── SUPPLIED INFORMATION ──

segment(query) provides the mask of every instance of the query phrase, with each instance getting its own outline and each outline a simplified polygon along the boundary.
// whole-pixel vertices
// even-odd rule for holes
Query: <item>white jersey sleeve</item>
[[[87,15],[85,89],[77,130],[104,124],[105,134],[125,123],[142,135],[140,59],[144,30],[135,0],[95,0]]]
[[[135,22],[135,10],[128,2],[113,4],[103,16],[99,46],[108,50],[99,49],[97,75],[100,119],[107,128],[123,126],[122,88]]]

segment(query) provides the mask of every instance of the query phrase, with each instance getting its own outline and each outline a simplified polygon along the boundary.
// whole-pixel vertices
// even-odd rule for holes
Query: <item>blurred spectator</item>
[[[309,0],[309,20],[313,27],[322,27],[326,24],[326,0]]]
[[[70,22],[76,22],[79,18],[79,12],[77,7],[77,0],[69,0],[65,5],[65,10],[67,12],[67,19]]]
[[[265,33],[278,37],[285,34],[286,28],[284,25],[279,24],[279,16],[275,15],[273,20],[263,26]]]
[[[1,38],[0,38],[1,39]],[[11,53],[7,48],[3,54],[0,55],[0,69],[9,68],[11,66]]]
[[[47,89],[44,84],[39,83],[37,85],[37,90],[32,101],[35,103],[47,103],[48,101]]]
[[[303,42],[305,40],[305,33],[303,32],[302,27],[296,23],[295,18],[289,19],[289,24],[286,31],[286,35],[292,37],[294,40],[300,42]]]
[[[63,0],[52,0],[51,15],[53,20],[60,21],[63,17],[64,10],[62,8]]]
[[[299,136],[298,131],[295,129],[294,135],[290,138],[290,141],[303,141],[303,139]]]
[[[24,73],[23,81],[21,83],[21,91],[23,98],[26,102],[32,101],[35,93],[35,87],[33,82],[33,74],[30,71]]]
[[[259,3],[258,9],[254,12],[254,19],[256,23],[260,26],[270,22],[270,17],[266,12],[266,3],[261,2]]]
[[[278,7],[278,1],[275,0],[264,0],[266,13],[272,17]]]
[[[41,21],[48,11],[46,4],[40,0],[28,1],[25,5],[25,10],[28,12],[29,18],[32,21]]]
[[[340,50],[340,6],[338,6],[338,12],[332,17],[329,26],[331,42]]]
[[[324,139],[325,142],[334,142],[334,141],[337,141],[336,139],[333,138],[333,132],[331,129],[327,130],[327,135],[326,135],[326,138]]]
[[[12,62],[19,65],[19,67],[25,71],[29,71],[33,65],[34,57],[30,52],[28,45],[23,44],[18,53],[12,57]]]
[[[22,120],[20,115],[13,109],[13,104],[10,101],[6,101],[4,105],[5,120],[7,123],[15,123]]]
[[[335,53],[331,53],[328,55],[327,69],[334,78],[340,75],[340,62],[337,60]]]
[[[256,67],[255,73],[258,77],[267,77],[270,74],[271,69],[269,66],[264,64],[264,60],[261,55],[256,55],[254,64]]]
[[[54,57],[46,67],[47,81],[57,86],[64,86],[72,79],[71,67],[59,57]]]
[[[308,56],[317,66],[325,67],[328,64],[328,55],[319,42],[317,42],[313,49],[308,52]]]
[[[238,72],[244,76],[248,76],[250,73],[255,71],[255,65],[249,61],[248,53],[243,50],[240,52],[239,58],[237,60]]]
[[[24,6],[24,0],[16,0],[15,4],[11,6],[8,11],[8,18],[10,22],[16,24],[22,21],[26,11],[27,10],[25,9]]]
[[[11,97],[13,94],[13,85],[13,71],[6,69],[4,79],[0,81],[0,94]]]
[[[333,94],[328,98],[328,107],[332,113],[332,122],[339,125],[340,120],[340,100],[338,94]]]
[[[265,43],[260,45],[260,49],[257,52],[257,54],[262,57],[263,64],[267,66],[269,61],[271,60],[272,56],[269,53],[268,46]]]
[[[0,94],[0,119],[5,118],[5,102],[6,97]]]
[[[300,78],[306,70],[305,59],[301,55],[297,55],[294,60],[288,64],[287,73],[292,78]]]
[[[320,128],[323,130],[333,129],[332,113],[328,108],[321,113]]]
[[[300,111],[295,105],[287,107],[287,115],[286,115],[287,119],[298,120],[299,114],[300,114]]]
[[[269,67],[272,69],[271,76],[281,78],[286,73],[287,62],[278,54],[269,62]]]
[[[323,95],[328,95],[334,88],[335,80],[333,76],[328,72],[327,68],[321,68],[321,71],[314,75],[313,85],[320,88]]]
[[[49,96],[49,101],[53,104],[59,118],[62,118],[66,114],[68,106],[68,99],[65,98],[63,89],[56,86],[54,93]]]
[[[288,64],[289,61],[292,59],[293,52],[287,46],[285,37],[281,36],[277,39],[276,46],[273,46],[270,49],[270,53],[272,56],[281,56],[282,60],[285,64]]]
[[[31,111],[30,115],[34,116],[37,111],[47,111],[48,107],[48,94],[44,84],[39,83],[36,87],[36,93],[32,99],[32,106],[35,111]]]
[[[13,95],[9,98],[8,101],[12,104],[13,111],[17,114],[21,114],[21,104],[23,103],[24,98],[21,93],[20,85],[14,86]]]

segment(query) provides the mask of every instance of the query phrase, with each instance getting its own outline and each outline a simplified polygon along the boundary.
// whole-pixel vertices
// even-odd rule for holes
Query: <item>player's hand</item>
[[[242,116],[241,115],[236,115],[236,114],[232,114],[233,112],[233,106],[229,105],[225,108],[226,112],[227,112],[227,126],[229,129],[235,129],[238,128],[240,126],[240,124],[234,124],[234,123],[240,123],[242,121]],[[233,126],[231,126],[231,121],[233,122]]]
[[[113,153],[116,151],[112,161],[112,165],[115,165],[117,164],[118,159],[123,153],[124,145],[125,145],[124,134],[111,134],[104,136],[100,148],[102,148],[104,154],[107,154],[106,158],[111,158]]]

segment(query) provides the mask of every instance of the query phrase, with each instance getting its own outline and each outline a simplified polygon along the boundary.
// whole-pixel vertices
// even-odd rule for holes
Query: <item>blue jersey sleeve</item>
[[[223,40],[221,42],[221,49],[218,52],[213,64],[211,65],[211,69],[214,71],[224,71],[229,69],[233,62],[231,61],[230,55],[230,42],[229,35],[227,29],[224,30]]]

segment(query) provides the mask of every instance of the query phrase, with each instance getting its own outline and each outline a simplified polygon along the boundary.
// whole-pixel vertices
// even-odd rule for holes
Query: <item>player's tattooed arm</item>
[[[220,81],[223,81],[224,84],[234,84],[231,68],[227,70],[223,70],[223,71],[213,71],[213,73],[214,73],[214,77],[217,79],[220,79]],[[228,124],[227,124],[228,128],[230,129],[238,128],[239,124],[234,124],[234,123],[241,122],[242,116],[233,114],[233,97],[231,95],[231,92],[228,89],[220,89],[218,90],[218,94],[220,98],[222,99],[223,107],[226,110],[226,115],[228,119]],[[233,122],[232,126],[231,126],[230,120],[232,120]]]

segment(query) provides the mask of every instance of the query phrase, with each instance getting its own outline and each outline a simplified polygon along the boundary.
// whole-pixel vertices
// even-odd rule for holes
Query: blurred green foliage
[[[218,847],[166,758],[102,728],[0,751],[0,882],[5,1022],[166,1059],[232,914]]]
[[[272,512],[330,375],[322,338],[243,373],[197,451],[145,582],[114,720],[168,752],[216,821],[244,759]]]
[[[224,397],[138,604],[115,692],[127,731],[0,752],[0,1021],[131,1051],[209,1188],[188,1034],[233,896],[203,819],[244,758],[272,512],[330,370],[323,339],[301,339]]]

───
── SUPPLIED INFORMATION ──

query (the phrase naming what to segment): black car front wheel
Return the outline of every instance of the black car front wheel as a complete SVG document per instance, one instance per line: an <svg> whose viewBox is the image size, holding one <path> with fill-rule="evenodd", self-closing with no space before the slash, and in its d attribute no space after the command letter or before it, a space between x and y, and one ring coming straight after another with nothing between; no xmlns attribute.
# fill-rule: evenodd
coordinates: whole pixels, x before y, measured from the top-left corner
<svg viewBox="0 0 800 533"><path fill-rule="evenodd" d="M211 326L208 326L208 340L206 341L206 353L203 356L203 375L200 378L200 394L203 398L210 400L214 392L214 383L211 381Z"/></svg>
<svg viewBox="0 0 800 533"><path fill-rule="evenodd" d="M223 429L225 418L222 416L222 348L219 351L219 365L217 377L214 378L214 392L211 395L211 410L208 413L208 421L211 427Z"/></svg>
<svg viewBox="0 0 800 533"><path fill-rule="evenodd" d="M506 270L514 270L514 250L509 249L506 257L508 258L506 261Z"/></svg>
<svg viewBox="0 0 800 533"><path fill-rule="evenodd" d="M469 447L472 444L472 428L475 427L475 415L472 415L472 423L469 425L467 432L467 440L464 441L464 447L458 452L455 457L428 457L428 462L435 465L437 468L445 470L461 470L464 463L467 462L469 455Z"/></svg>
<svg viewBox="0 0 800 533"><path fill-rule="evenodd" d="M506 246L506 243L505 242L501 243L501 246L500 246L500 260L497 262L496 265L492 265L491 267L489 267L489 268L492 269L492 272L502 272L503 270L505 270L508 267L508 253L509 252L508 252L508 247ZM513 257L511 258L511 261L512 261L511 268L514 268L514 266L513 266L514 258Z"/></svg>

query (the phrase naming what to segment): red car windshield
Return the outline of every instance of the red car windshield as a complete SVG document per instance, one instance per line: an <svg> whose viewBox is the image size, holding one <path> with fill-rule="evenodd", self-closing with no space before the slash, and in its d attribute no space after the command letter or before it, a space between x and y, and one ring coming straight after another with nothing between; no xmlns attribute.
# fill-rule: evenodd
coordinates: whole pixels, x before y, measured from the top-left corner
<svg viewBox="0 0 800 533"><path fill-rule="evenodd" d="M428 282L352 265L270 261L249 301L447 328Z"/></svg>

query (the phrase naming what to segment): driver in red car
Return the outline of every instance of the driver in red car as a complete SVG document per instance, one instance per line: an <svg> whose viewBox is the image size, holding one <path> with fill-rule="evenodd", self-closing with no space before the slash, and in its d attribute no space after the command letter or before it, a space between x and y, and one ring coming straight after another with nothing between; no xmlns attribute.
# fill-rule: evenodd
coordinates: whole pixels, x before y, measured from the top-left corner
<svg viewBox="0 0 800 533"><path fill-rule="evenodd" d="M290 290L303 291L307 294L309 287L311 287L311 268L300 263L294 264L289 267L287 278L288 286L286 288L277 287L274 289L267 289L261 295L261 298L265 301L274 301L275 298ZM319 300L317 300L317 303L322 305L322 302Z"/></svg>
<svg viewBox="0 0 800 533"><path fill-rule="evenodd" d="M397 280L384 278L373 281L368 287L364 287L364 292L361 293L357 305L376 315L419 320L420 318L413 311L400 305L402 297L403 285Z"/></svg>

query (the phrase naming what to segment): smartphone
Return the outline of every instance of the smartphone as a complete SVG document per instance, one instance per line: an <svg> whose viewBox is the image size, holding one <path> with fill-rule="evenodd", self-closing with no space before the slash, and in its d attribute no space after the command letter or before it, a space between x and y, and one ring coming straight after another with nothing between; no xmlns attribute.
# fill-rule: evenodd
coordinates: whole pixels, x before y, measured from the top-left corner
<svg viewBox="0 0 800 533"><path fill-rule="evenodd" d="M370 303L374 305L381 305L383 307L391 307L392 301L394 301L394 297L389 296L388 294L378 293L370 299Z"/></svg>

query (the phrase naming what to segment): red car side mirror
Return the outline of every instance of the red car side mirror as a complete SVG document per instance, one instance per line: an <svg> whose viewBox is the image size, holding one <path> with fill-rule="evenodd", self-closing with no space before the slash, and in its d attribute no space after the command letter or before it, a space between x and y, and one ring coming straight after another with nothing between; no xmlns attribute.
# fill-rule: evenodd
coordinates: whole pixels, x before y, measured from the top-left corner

───

BRIEF:
From the material above, give the number of lines that contain the string "windshield", without any added remark.

ANSWER SECTION:
2